Pointing dataset excerpts
/---

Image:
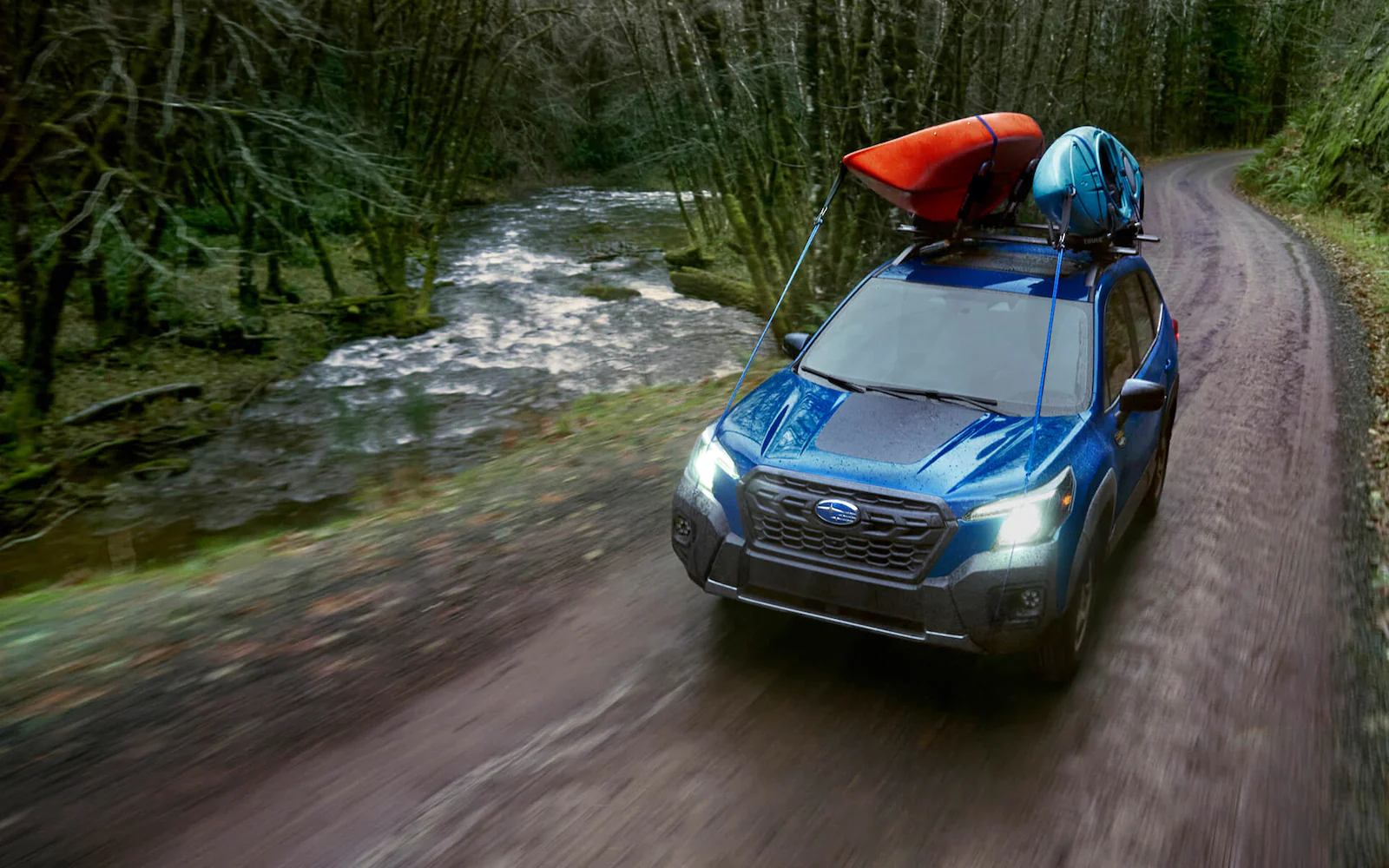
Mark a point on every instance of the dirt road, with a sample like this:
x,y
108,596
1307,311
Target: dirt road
x,y
648,726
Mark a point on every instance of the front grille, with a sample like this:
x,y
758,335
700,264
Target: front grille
x,y
896,536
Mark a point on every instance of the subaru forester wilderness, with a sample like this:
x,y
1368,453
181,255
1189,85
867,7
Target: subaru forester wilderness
x,y
879,481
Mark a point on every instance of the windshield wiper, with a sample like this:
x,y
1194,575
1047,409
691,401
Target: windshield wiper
x,y
978,403
838,381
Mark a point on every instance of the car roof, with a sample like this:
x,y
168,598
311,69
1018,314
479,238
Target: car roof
x,y
1006,267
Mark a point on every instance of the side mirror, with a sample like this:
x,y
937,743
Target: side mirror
x,y
1141,396
795,342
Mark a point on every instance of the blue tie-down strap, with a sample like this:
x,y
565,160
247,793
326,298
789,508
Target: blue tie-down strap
x,y
814,229
1046,356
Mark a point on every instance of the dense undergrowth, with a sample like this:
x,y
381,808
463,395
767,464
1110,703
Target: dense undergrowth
x,y
199,335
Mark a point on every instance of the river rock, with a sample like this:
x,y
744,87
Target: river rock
x,y
701,284
609,293
689,257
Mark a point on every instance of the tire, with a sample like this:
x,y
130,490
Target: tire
x,y
1148,510
1059,657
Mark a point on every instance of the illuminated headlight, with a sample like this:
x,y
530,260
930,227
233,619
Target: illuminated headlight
x,y
1032,517
708,458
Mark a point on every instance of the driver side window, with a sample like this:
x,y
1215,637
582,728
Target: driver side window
x,y
1120,360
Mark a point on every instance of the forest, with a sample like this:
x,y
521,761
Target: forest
x,y
259,180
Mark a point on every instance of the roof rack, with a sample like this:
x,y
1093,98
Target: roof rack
x,y
1127,242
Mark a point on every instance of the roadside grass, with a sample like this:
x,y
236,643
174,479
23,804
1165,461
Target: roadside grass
x,y
1359,252
645,428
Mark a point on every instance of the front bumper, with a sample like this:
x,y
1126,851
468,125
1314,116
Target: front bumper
x,y
969,608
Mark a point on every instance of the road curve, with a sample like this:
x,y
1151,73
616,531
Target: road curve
x,y
652,727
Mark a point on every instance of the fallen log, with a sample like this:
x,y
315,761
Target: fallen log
x,y
104,410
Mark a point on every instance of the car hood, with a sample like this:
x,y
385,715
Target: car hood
x,y
958,453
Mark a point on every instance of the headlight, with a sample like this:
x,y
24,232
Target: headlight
x,y
706,458
1032,517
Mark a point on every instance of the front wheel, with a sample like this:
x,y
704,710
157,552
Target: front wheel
x,y
1059,657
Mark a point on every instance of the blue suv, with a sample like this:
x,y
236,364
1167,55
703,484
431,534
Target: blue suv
x,y
879,481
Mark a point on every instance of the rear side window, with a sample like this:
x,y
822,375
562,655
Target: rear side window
x,y
1118,345
1139,319
1155,299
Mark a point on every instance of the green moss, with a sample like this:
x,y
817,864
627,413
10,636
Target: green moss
x,y
30,477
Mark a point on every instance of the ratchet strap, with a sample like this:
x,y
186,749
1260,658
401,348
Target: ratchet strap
x,y
814,229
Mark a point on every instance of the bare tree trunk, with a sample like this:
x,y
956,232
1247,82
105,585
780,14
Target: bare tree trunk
x,y
247,296
326,264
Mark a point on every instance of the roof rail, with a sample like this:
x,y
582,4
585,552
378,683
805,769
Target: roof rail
x,y
1127,242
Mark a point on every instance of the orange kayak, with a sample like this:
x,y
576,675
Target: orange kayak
x,y
930,171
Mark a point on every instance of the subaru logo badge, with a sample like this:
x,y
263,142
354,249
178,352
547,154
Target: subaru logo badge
x,y
833,511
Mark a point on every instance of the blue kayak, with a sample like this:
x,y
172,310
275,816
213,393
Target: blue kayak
x,y
1104,177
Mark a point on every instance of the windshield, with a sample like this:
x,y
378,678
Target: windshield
x,y
977,342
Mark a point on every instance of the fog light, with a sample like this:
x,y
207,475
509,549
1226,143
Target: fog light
x,y
682,531
1017,606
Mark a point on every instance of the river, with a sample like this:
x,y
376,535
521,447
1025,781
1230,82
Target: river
x,y
520,339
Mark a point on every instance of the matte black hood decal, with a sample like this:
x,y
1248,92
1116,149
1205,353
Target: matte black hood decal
x,y
884,428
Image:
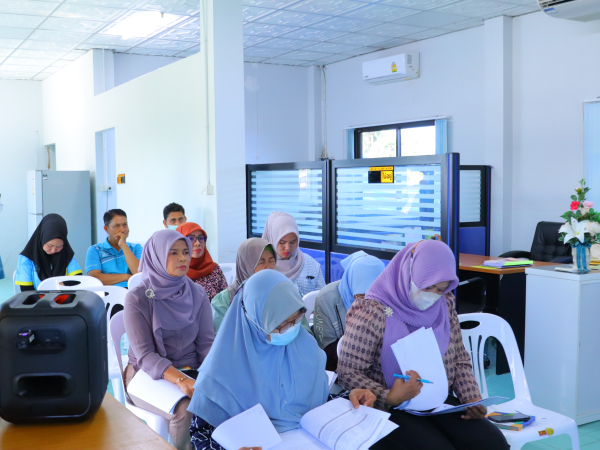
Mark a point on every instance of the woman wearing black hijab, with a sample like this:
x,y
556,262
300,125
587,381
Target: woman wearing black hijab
x,y
47,254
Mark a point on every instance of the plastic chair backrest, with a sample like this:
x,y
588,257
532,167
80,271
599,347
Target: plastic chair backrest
x,y
83,281
229,271
309,301
134,280
483,327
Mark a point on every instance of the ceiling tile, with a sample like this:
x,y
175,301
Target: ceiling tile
x,y
264,52
327,7
20,20
186,7
265,29
330,47
344,24
289,44
418,4
382,13
389,30
474,8
430,19
62,24
303,55
74,11
34,8
292,18
311,34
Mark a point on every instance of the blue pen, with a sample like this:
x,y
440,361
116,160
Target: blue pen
x,y
405,377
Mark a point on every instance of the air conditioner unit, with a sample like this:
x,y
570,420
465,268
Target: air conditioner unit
x,y
391,69
581,10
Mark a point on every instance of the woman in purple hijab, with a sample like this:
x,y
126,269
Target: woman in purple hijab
x,y
168,320
415,291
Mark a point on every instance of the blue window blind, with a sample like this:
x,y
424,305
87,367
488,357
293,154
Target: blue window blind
x,y
470,196
388,216
297,192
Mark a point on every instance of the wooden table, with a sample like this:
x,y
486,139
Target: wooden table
x,y
112,427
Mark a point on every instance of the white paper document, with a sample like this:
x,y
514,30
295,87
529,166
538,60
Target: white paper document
x,y
161,394
252,428
419,351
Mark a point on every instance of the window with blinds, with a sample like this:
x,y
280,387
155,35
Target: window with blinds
x,y
296,191
388,216
470,196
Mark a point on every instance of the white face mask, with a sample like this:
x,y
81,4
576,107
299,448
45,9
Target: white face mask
x,y
421,299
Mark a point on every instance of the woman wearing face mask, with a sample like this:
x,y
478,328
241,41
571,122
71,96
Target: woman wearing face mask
x,y
262,355
47,254
203,270
414,291
281,230
254,255
169,326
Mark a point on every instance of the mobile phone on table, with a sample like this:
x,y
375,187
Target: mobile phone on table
x,y
517,417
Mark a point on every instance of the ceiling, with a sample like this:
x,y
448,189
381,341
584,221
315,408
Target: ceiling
x,y
37,38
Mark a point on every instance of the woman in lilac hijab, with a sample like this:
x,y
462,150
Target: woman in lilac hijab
x,y
168,320
415,291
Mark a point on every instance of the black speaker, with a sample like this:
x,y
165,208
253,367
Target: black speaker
x,y
53,356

\---

Could you render every line of the rows above as a Markdown table with the columns No. and Text line, numbering each line and skipping blank ones? Leave the pictures out of your answer.

### [SOLUTION BELOW]
| No. | Text line |
|---|---|
| 1 | Image: |
| 2 | Mark a point on every instance of the dirt road, with a sample like this: |
| 3 | x,y |
| 4 | 108,596 |
| 5 | 1307,311 |
| 6 | Target: dirt road |
| 7 | x,y |
| 8 | 648,726 |
| 9 | Mark a point on every instance of the front grille, with a sample like this: |
| 10 | x,y |
| 11 | 758,335 |
| 12 | 700,264 |
| 13 | Target: front grille |
| 14 | x,y |
| 15 | 896,536 |
| 16 | Mark a point on every instance of the subaru forester wilderness, with a sample like this: |
| 17 | x,y |
| 18 | 1368,453 |
| 19 | 181,255 |
| 20 | 1189,85 |
| 21 | 867,7 |
| 22 | Target: subaru forester wilderness |
| 23 | x,y |
| 24 | 879,481 |
| 25 | Mark a point on every instance of the windshield wiper, with a sample like this: |
| 26 | x,y |
| 27 | 1194,575 |
| 28 | 1047,409 |
| 29 | 691,401 |
| 30 | Target: windshield wiper |
| 31 | x,y |
| 32 | 978,403 |
| 33 | 838,381 |
| 34 | Mark a point on every instance of the car roof, with a sample like this: |
| 35 | x,y |
| 36 | 168,598 |
| 37 | 311,69 |
| 38 | 1018,314 |
| 39 | 479,238 |
| 40 | Target: car roof |
| 41 | x,y |
| 42 | 1006,267 |
| 43 | Mark a point on every instance of the side mirror, with a sample like this: |
| 44 | x,y |
| 45 | 937,743 |
| 46 | Target: side mirror |
| 47 | x,y |
| 48 | 1141,396 |
| 49 | 795,342 |
| 50 | Mark a point on every instance of the blue tie-down strap, with a sample like this: |
| 51 | x,y |
| 52 | 565,160 |
| 53 | 247,793 |
| 54 | 326,298 |
| 55 | 789,508 |
| 56 | Target: blue tie-down strap |
| 57 | x,y |
| 58 | 814,229 |
| 59 | 1046,356 |
| 60 | Mark a point on every instance of the dense undergrowth, with a sample like this: |
| 61 | x,y |
| 62 | 381,808 |
| 63 | 463,395 |
| 64 | 767,464 |
| 65 | 1110,703 |
| 66 | Target: dense undergrowth |
| 67 | x,y |
| 68 | 199,335 |
| 69 | Mark a point on every instance of the river rock, with a sample like this: |
| 70 | x,y |
| 71 | 744,87 |
| 72 | Target: river rock |
| 73 | x,y |
| 74 | 701,284 |
| 75 | 609,293 |
| 76 | 689,257 |
| 77 | Mark a point on every instance of the tire, with a sample like this: |
| 78 | x,y |
| 79 | 130,490 |
| 80 | Target: tire |
| 81 | x,y |
| 82 | 1148,510 |
| 83 | 1059,657 |
| 84 | Mark a point on every instance of the illuminated headlight, with a sample like this: |
| 85 | x,y |
| 86 | 530,260 |
| 87 | 930,227 |
| 88 | 233,619 |
| 89 | Target: illuminated headlight |
| 90 | x,y |
| 91 | 1032,517 |
| 92 | 708,458 |
| 93 | Mark a point on every instance of the driver side window, with a sample like this: |
| 94 | x,y |
| 95 | 1215,637 |
| 96 | 582,728 |
| 97 | Target: driver side window |
| 98 | x,y |
| 99 | 1120,360 |
| 100 | Mark a point on every instance of the forest, with a sample like this: |
| 101 | x,y |
| 102 | 521,761 |
| 103 | Target: forest |
| 104 | x,y |
| 105 | 259,180 |
| 106 | Mark a point on every instance of the roof rack, with a sample like this: |
| 107 | x,y |
| 108 | 1093,98 |
| 109 | Target: roof rack |
| 110 | x,y |
| 111 | 1127,242 |
| 112 | Mark a point on every instance of the roadside grass, with a sample like this: |
| 113 | x,y |
| 114 | 236,643 |
| 115 | 174,479 |
| 116 | 23,804 |
| 117 | 1165,461 |
| 118 | Target: roadside grass |
| 119 | x,y |
| 120 | 1359,252 |
| 121 | 645,428 |
| 122 | Mark a point on every instance of the front bumper, with a sample like this: |
| 123 | x,y |
| 124 | 1126,851 |
| 125 | 468,125 |
| 126 | 1314,116 |
| 127 | Target: front bumper |
| 128 | x,y |
| 129 | 969,608 |
| 130 | Mark a point on every instance of the road curve, with a sample like this: |
| 131 | x,y |
| 132 | 1151,73 |
| 133 | 616,531 |
| 134 | Target: road curve |
| 135 | x,y |
| 136 | 652,727 |
| 137 | Mark a point on every instance of the fallen log, with a sample like this: |
| 138 | x,y |
| 139 | 315,761 |
| 140 | Target: fallen log |
| 141 | x,y |
| 142 | 104,410 |
| 143 | Mark a point on every instance of the car hood, with a sample like this: |
| 144 | x,y |
| 145 | 385,715 |
| 146 | Target: car hood |
| 147 | x,y |
| 148 | 958,453 |
| 149 | Mark a point on every instance of the headlight, with a sample like this: |
| 150 | x,y |
| 151 | 24,232 |
| 152 | Target: headlight |
| 153 | x,y |
| 154 | 706,458 |
| 155 | 1032,517 |
| 156 | Mark a point on every instance of the front wheel, with a sample like this: |
| 157 | x,y |
| 158 | 704,710 |
| 159 | 157,552 |
| 160 | Target: front wheel |
| 161 | x,y |
| 162 | 1059,657 |
| 163 | Mark a point on every instance of the blue suv, with a sample like this: |
| 164 | x,y |
| 165 | 236,364 |
| 166 | 1167,55 |
| 167 | 703,484 |
| 168 | 431,534 |
| 169 | Target: blue suv |
| 170 | x,y |
| 171 | 879,481 |
| 172 | Mark a point on every instance of the rear side window, with a sample like this: |
| 173 | x,y |
| 174 | 822,375 |
| 175 | 562,655 |
| 176 | Target: rear side window |
| 177 | x,y |
| 178 | 1118,345 |
| 179 | 1139,319 |
| 180 | 1155,299 |
| 181 | Mark a point on every instance of the green moss, with a sample like this: |
| 182 | x,y |
| 183 | 817,864 |
| 184 | 627,413 |
| 185 | 10,636 |
| 186 | Target: green moss |
| 187 | x,y |
| 188 | 30,477 |
| 189 | Mark a point on every instance of the ratchet strap, with a sample like this: |
| 190 | x,y |
| 191 | 186,749 |
| 192 | 1260,658 |
| 193 | 401,348 |
| 194 | Target: ratchet strap |
| 195 | x,y |
| 196 | 814,229 |
| 197 | Mark a point on every instance of the bare tree trunk, with a sample like this: |
| 198 | x,y |
| 199 | 956,232 |
| 200 | 1247,82 |
| 201 | 105,585 |
| 202 | 780,14 |
| 203 | Target: bare tree trunk |
| 204 | x,y |
| 205 | 247,296 |
| 206 | 326,264 |
| 207 | Mark a point on every instance of the roof rail, with a sample like this: |
| 208 | x,y |
| 209 | 582,4 |
| 210 | 585,552 |
| 211 | 378,683 |
| 212 | 805,769 |
| 213 | Target: roof rail |
| 214 | x,y |
| 215 | 1127,242 |
| 216 | Mark a point on every instance of the orange kayak, with a sample like this: |
| 217 | x,y |
| 218 | 576,675 |
| 219 | Target: orange kayak |
| 220 | x,y |
| 221 | 930,171 |
| 222 | Mark a point on every instance of the subaru logo badge, with a sample like this: |
| 223 | x,y |
| 224 | 263,142 |
| 225 | 354,249 |
| 226 | 178,352 |
| 227 | 547,154 |
| 228 | Target: subaru logo badge |
| 229 | x,y |
| 230 | 833,511 |
| 231 | Mark a point on every instance of the blue kayak, with a sample like this: |
| 232 | x,y |
| 233 | 172,310 |
| 234 | 275,816 |
| 235 | 213,393 |
| 236 | Target: blue kayak |
| 237 | x,y |
| 238 | 1104,177 |
| 239 | Mark a point on every instance of the windshield, with a sample like this: |
| 240 | x,y |
| 241 | 378,678 |
| 242 | Target: windshield |
| 243 | x,y |
| 244 | 977,342 |
| 245 | Mark a point on every instance of the fog light, with a sample like this: |
| 246 | x,y |
| 247 | 207,475 |
| 248 | 509,549 |
| 249 | 1226,143 |
| 250 | Target: fog light |
| 251 | x,y |
| 252 | 682,531 |
| 253 | 1017,606 |
| 254 | Mark a point on every instance of the river, with a sample like this: |
| 255 | x,y |
| 256 | 376,535 |
| 257 | 521,447 |
| 258 | 1025,781 |
| 259 | 1230,82 |
| 260 | Target: river |
| 261 | x,y |
| 262 | 520,339 |
| 263 | Mark a point on every instance of the matte black hood decal, with a sample like this: |
| 264 | x,y |
| 265 | 1248,92 |
| 266 | 1116,149 |
| 267 | 1205,353 |
| 268 | Target: matte black hood decal |
| 269 | x,y |
| 270 | 884,428 |
| 271 | Image: |
| 272 | Mark a point on every instance of the woman wearing black hijab, with a sample like this: |
| 273 | x,y |
| 274 | 556,262 |
| 275 | 300,125 |
| 276 | 587,381 |
| 277 | Target: woman wearing black hijab |
| 278 | x,y |
| 279 | 47,254 |
| 280 | Mark a point on every instance of the plastic chair backrest, with a sample like this: |
| 281 | x,y |
| 282 | 588,257 |
| 283 | 532,167 |
| 284 | 80,271 |
| 285 | 599,347 |
| 286 | Target: plastic chair backrest |
| 287 | x,y |
| 288 | 83,281 |
| 289 | 229,271 |
| 290 | 309,301 |
| 291 | 134,280 |
| 292 | 483,327 |
| 293 | Mark a point on every instance of the ceiling tile, with a sample like this: |
| 294 | x,y |
| 295 | 175,301 |
| 296 | Target: ceiling tile |
| 297 | x,y |
| 298 | 264,52 |
| 299 | 327,7 |
| 300 | 20,20 |
| 301 | 186,7 |
| 302 | 265,29 |
| 303 | 330,47 |
| 304 | 344,24 |
| 305 | 289,44 |
| 306 | 418,4 |
| 307 | 382,13 |
| 308 | 389,30 |
| 309 | 474,8 |
| 310 | 430,19 |
| 311 | 62,24 |
| 312 | 303,55 |
| 313 | 74,11 |
| 314 | 34,8 |
| 315 | 292,18 |
| 316 | 311,34 |
| 317 | Mark a point on every instance of the blue pen, with a sample like this: |
| 318 | x,y |
| 319 | 440,361 |
| 320 | 116,160 |
| 321 | Target: blue pen |
| 322 | x,y |
| 323 | 405,377 |
| 324 | Mark a point on every instance of the air conditioner unit, with a sample like this: |
| 325 | x,y |
| 326 | 570,420 |
| 327 | 465,268 |
| 328 | Target: air conditioner unit |
| 329 | x,y |
| 330 | 391,69 |
| 331 | 581,10 |
| 332 | Mark a point on every instance of the woman in purple hijab, with a sample like this: |
| 333 | x,y |
| 334 | 126,269 |
| 335 | Target: woman in purple hijab |
| 336 | x,y |
| 337 | 168,320 |
| 338 | 415,291 |
| 339 | Mark a point on every instance of the blue window blind, with a sample like this: |
| 340 | x,y |
| 341 | 424,305 |
| 342 | 87,367 |
| 343 | 488,357 |
| 344 | 293,154 |
| 345 | Target: blue window blind |
| 346 | x,y |
| 347 | 470,196 |
| 348 | 388,216 |
| 349 | 297,192 |
| 350 | Mark a point on every instance of the wooden table, with a sample like this: |
| 351 | x,y |
| 352 | 486,139 |
| 353 | Target: wooden table |
| 354 | x,y |
| 355 | 112,427 |
| 356 | Mark a point on every instance of the white paper document, with a sample like this: |
| 357 | x,y |
| 358 | 514,30 |
| 359 | 295,87 |
| 360 | 529,166 |
| 361 | 538,60 |
| 362 | Target: white paper document |
| 363 | x,y |
| 364 | 161,394 |
| 365 | 252,428 |
| 366 | 419,351 |
| 367 | Mark a point on every instance of the window with blinds, with a sample like this: |
| 368 | x,y |
| 369 | 280,387 |
| 370 | 155,35 |
| 371 | Target: window with blinds |
| 372 | x,y |
| 373 | 296,191 |
| 374 | 388,216 |
| 375 | 470,196 |
| 376 | Mark a point on every instance of the white face mask, with a sample like this: |
| 377 | x,y |
| 378 | 81,4 |
| 379 | 576,107 |
| 380 | 299,448 |
| 381 | 45,9 |
| 382 | Target: white face mask |
| 383 | x,y |
| 384 | 421,299 |
| 385 | Mark a point on every instance of the woman wearing face mask, with a sample like this: |
| 386 | x,y |
| 387 | 478,328 |
| 388 | 241,41 |
| 389 | 571,122 |
| 390 | 71,96 |
| 391 | Target: woman wearing face mask |
| 392 | x,y |
| 393 | 262,355 |
| 394 | 47,254 |
| 395 | 203,270 |
| 396 | 414,291 |
| 397 | 281,230 |
| 398 | 254,255 |
| 399 | 169,326 |
| 400 | Mark a point on every instance of the mobile phone on table, with a sample like this: |
| 401 | x,y |
| 402 | 375,187 |
| 403 | Target: mobile phone on table |
| 404 | x,y |
| 405 | 517,417 |
| 406 | Mark a point on every instance of the ceiling, with a sample like this: |
| 407 | x,y |
| 408 | 448,189 |
| 409 | 381,341 |
| 410 | 584,221 |
| 411 | 315,408 |
| 412 | Target: ceiling |
| 413 | x,y |
| 414 | 37,38 |
| 415 | Mark a point on every instance of the woman in lilac hijab, with a sample like this: |
| 416 | x,y |
| 417 | 462,150 |
| 418 | Target: woman in lilac hijab |
| 419 | x,y |
| 420 | 168,320 |
| 421 | 415,291 |
| 422 | Mark a point on every instance of the black speaker, with a sample like this: |
| 423 | x,y |
| 424 | 165,208 |
| 425 | 253,367 |
| 426 | Target: black speaker |
| 427 | x,y |
| 428 | 53,356 |